__Written instruction__
Rewrite every line of the records below as a JSON list of strings, one string per line, leaving out blank lines.

— Begin Data for this task —

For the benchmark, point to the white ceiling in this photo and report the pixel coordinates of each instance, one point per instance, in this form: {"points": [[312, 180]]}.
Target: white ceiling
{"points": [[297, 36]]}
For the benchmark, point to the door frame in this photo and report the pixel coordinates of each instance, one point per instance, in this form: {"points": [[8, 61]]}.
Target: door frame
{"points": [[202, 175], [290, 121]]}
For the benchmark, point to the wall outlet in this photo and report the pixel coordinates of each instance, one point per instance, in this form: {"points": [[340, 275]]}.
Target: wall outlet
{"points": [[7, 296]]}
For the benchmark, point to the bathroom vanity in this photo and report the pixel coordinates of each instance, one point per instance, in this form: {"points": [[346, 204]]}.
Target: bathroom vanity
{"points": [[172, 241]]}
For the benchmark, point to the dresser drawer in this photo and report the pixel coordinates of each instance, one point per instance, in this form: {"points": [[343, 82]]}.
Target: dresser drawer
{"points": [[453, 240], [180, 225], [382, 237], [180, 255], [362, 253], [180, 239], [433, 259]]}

— End Data for this task —

__Solution for this exercise__
[
  "For the benchmark, point to the white ceiling in this photo and report the pixel coordinates of each instance, one point per instance, in this form: {\"points\": [[312, 180]]}.",
  "Target: white ceiling",
  "{\"points\": [[297, 36]]}",
  "For the benchmark, point to the door frame in this photo and report the pixel coordinates of each instance, one point per instance, in this form: {\"points\": [[8, 61]]}.",
  "Target: door frame",
  "{\"points\": [[202, 175], [290, 121]]}",
  "For the benchmark, point to the wall outlet in this photo and report the pixel coordinates of each instance, one point per instance, in this form: {\"points\": [[340, 275]]}.",
  "Target: wall outlet",
  "{\"points\": [[7, 296]]}",
  "For the benchmark, point to the bathroom vanity in this photo and report the pixel coordinates of each instance, one point per instance, in this form: {\"points\": [[346, 204]]}.",
  "Target: bathroom vanity",
  "{\"points\": [[172, 241]]}",
  "For the benchmark, point to the dresser drawer in this photo and report the pixel coordinates of each instance, one point per instance, in this form: {\"points\": [[343, 82]]}.",
  "Target: dresser drawer",
  "{\"points\": [[453, 240], [180, 225], [382, 237], [180, 255], [362, 253], [180, 239], [433, 259]]}"
]